=== Begin Enclosure ===

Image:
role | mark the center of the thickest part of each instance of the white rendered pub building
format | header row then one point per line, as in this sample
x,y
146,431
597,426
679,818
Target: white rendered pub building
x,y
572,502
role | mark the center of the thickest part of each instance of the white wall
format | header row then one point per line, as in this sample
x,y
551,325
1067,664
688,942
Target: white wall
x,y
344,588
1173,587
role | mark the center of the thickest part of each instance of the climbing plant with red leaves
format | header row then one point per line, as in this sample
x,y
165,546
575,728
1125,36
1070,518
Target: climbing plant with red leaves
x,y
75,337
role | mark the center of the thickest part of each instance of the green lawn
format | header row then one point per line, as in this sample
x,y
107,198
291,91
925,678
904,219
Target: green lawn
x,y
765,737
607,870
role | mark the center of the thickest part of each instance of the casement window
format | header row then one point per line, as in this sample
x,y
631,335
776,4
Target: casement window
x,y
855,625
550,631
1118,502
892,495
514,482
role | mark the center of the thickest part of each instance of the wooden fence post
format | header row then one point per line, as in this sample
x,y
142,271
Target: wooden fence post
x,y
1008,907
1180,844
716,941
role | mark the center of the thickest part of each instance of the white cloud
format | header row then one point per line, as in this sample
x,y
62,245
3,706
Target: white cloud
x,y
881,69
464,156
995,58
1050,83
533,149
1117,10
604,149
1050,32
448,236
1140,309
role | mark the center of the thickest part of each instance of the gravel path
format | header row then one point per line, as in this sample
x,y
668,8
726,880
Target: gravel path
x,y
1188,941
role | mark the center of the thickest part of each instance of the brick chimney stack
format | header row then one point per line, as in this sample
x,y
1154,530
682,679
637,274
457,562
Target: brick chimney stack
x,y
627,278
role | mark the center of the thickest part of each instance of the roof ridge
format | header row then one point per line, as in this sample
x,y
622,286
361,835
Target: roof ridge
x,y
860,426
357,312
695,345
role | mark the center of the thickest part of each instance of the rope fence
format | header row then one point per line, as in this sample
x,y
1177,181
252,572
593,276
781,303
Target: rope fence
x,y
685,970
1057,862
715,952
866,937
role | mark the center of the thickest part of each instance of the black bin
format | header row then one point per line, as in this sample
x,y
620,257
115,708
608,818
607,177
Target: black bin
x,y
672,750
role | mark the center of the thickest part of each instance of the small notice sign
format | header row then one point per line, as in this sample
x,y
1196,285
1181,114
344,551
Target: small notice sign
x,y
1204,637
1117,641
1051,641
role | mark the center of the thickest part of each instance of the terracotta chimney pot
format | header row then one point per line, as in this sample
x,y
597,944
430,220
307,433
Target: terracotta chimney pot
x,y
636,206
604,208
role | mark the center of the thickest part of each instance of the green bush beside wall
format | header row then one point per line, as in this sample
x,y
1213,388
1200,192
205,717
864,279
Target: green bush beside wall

=== End Enclosure ===

[WORK INSTRUCTIONS] Exactly as they appear above, copy out all the records.

[SOLUTION]
Image:
role | mark the center of the thickest part of each instance of the white rendered pub building
format | header row then one point per line, as in this sample
x,y
146,431
597,426
679,818
Target: white rendered pub building
x,y
572,502
role | mark the center of the thickest part of each instance of the white wall
format | header row then one point per line, as in this sample
x,y
551,325
1067,664
688,942
Target: white wall
x,y
344,588
1173,587
role | mark the center of the thickest part of each instance of the climbing plant with red leaves
format | header row then one point per line, as in this sample
x,y
165,546
575,728
1125,36
1070,518
Target: climbing plant with red leaves
x,y
75,337
role | mark the center of the thickest part of each instance of the green lawn
format | header row then one point per line, as in this sample
x,y
107,198
291,91
925,678
904,219
Target: green lawn
x,y
765,737
607,870
role | mark the center of the thickest part of each instance of the casement window
format | header row then one point per line, as in this sample
x,y
631,335
776,4
Target: casement window
x,y
855,625
550,631
1118,502
892,495
514,482
role | mark the center of the thickest part of each instance of the wooden fence post
format | header row then one point per line, as in this sample
x,y
142,271
Target: wooden fence post
x,y
1008,907
1180,844
716,941
role | mark the center of the thickest part of each instance of the white cloud
format | header row then one point per line, as in this sample
x,y
62,245
3,706
Target: white cloud
x,y
881,69
464,156
995,58
1050,83
533,149
1117,10
604,149
1050,32
448,236
1140,309
role | mark the center of the thickest part of each instance of the gravel path
format | header row then one point per line, as in this sample
x,y
668,8
726,880
Target: gravel path
x,y
1188,941
role | mark the center of the thickest part of each instance of the brick chimney stack
format | header row then one point per line, as in this sample
x,y
1154,530
682,679
637,274
457,562
Target: brick chimney stack
x,y
627,278
role | mark the center of the thickest part of each instance of the roof ridge
format | header row then one point per line, as in this sample
x,y
622,286
361,835
Target: roof ridge
x,y
860,426
357,312
695,345
role | mark the center of the thickest part of each instance of the rope fence
format | header row then one point per line, as in this sample
x,y
1177,181
252,572
593,276
781,303
Target: rope fence
x,y
685,970
1057,862
715,952
866,937
role | mark the center of the thickest part of each instance of the black bin
format | header row then one point per line, as in this sample
x,y
620,257
115,708
608,818
607,177
Target: black bin
x,y
672,750
role | mark the center of the thickest part of each instance of the small notice sign
format | header row then one point per line, as in this sample
x,y
1196,285
1181,114
344,551
Target: small notice sign
x,y
1204,637
1117,641
1051,641
role | mark the center of the thickest part of each instance of the terracotta chimney pot
format | header row then one point per line, as in this sample
x,y
597,944
430,220
307,433
Target: terracotta chimney pot
x,y
636,206
604,208
role | mark the center of the thickest part of each instance of the green bush beside wall
format | header row then one point per line, as in this sample
x,y
1213,388
1200,192
205,717
864,279
Target: green bush beside wall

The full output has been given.